> What is asked
Print, exactly as given, each line of the data from the line containing "Expected behaviour: place one point on the street" up to and including its last line.

# # # # # # #

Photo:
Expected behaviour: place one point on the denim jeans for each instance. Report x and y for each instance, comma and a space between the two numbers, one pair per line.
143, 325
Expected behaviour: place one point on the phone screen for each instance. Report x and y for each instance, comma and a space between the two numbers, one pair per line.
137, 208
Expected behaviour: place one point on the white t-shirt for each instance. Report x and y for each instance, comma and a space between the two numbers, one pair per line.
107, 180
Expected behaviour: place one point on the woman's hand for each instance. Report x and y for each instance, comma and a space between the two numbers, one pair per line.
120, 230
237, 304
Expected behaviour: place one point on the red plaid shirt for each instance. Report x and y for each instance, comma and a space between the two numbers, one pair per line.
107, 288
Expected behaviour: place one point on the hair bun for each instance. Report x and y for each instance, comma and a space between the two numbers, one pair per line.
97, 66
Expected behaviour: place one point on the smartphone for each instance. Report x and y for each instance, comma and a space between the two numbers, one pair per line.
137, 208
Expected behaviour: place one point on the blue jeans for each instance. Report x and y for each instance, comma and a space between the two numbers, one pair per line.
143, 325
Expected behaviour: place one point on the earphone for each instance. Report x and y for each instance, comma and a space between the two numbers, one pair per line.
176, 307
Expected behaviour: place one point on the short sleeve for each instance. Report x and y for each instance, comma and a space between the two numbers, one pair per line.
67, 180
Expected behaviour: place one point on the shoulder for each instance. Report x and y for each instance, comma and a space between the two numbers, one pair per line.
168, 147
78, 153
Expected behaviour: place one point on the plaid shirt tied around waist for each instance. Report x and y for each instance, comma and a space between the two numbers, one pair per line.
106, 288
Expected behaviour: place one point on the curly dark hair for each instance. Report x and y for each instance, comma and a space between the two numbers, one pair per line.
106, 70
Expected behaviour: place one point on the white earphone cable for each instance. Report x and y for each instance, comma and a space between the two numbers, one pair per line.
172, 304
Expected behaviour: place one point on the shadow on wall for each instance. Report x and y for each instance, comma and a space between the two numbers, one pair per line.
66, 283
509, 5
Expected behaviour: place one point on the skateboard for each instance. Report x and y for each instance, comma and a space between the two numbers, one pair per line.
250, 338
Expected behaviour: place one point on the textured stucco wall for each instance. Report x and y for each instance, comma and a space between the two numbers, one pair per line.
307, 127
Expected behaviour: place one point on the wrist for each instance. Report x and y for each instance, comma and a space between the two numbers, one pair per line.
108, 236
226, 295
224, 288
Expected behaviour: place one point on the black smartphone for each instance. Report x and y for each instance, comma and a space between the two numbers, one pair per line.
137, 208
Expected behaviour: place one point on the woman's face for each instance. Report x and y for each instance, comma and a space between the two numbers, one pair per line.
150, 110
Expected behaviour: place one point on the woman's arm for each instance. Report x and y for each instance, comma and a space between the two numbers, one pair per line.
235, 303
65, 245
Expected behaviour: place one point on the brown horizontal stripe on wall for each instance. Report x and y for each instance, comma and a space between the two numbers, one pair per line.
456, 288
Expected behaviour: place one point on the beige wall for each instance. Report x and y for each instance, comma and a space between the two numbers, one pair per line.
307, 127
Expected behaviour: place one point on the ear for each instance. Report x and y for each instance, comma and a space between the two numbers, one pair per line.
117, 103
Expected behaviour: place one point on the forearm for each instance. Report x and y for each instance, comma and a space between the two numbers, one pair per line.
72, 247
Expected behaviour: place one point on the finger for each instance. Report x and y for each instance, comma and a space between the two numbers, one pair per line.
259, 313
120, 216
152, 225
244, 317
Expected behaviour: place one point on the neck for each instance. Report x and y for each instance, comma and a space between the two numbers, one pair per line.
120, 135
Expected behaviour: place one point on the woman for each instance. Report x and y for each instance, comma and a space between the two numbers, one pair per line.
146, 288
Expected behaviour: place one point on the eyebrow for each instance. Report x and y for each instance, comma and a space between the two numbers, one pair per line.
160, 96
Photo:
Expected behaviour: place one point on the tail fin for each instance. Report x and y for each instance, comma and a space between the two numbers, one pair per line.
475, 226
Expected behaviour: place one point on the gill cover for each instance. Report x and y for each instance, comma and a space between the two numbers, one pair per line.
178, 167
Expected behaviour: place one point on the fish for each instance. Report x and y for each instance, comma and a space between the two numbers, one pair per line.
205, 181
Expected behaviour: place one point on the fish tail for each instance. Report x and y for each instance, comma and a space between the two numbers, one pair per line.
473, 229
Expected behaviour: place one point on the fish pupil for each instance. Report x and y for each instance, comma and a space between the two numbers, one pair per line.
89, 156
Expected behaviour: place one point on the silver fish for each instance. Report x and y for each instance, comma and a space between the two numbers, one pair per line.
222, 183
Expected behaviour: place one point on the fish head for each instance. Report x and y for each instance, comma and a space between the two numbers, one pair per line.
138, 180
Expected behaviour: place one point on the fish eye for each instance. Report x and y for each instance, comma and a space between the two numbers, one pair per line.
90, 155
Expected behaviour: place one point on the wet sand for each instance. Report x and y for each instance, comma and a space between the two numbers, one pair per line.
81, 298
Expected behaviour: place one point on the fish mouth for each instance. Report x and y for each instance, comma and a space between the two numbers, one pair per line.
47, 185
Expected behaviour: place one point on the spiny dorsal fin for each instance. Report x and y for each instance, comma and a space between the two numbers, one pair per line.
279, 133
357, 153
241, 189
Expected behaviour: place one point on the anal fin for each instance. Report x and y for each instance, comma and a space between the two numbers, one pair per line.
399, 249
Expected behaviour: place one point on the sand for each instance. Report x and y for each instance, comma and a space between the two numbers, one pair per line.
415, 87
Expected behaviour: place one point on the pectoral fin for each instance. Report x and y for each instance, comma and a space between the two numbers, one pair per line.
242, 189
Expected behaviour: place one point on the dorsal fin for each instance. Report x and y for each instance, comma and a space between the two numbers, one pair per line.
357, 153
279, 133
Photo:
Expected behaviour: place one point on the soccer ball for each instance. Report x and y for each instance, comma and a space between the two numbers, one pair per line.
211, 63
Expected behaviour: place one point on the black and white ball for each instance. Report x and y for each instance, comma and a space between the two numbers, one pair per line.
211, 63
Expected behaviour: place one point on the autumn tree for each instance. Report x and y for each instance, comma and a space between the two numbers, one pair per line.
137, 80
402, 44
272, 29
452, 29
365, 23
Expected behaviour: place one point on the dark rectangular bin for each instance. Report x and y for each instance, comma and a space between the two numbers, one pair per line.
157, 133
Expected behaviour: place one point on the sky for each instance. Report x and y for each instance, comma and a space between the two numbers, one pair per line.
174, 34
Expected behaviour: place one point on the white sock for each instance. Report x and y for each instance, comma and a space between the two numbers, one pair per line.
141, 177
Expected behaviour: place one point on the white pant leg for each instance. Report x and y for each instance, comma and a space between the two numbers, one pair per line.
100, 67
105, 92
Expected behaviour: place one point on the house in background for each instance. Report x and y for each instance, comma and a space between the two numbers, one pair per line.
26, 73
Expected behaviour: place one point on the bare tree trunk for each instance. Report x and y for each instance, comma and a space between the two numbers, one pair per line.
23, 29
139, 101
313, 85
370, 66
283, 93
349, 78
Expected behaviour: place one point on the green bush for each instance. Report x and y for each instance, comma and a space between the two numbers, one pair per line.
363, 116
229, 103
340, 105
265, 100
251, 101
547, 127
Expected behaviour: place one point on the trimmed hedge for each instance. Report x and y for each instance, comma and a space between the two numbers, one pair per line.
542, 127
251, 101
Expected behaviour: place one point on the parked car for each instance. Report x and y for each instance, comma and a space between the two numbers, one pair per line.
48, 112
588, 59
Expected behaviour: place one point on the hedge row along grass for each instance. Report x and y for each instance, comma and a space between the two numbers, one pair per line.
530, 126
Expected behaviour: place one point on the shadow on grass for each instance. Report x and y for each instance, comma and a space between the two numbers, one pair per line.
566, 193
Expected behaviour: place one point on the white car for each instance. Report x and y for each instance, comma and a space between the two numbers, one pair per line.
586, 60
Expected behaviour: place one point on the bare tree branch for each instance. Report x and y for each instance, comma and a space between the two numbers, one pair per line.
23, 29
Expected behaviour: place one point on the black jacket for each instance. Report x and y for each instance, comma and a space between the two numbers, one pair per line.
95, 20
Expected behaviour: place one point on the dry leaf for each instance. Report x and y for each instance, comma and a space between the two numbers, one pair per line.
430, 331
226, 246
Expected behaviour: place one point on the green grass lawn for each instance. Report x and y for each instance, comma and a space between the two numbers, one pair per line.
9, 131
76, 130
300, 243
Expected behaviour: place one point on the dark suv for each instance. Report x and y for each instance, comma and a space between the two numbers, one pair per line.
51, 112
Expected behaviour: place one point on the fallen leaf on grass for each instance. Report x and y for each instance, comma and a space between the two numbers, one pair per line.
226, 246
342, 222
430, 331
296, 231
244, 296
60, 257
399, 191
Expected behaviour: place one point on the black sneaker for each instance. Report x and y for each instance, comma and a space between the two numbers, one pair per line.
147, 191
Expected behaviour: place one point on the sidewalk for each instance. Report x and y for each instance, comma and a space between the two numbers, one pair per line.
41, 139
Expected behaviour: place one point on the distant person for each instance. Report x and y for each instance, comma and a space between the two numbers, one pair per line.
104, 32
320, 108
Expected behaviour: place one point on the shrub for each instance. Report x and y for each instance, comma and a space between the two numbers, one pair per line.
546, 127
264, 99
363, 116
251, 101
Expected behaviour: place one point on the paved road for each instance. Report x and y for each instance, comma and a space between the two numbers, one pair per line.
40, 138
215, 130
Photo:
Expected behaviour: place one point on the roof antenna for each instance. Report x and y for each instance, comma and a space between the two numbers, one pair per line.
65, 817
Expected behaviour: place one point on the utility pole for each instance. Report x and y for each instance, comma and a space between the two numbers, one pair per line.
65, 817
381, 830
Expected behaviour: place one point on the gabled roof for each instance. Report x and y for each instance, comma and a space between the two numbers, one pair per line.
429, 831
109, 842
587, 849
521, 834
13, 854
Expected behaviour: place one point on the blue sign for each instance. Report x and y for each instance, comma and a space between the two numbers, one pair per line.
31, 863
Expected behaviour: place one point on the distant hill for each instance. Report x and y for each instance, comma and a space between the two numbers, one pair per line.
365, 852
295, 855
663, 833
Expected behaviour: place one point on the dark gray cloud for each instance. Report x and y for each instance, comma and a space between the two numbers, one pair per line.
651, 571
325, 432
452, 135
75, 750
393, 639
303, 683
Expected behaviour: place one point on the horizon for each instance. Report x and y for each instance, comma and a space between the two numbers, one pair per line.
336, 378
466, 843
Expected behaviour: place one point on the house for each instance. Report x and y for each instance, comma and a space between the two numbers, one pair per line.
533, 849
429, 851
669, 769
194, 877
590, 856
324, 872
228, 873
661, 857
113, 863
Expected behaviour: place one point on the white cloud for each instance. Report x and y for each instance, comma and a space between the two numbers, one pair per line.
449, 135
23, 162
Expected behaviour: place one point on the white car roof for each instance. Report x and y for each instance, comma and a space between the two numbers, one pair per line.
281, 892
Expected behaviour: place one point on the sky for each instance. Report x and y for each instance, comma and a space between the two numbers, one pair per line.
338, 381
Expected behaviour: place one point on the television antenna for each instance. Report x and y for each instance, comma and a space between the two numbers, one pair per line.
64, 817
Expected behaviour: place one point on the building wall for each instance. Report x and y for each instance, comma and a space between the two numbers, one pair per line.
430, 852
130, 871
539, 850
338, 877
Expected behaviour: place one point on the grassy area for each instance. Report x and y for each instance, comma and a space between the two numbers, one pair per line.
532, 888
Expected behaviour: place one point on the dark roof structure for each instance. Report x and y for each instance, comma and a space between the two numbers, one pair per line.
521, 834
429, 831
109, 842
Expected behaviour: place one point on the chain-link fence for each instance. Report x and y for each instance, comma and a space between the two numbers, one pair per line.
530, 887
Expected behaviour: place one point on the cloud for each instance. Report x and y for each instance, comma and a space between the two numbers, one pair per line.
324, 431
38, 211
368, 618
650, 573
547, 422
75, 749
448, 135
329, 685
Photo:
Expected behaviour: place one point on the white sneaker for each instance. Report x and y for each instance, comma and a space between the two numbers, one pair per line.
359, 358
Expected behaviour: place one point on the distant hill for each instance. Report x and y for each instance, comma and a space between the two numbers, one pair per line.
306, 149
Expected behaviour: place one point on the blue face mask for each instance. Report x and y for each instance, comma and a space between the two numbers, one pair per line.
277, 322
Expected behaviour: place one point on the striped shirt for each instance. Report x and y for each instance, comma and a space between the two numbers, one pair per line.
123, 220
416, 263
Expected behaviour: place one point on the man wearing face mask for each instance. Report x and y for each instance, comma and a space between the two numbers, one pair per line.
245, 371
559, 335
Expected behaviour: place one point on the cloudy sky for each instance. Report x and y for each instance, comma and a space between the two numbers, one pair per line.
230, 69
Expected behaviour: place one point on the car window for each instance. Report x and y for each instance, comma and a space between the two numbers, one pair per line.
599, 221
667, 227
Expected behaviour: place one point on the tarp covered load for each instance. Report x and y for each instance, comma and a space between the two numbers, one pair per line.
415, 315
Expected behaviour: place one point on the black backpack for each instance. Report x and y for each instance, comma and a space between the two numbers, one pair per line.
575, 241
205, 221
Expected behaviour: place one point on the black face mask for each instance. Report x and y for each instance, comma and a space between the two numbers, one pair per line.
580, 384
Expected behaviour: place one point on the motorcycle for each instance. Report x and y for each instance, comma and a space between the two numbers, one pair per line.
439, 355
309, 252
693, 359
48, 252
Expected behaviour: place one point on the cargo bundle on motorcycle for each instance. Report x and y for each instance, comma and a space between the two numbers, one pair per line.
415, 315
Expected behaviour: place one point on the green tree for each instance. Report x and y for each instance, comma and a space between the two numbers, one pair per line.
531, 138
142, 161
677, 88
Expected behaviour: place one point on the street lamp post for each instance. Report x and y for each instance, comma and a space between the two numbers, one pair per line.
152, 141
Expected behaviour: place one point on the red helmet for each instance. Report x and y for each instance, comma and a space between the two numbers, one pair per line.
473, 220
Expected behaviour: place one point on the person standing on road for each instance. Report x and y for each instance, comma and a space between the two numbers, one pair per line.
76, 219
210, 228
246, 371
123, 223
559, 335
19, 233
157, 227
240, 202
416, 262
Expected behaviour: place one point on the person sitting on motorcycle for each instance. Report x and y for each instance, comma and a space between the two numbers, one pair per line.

# # # # # # #

> Answer for this exercise
Expected behaviour: place one point on the street lamp post for each instance. Report x and y for each instance, comma and a space between the two numbers, one pair per line.
152, 141
Expected behaviour: place one point on the red helmet for each instance. Report x and y for each instance, comma and a space between the two numbers, one pair per line.
473, 220
Expected behaviour: place one point on the person standing on road for each instance. Report x and y for each instance, comma and a space between the two numbers, one pair per line.
76, 219
210, 228
246, 371
123, 223
559, 335
19, 233
157, 227
240, 202
416, 262
Expected behaviour: place one point on the person sitting on motorcycle for each instance. Report x and y for each instance, comma and a space between the two numbers, one pair per line.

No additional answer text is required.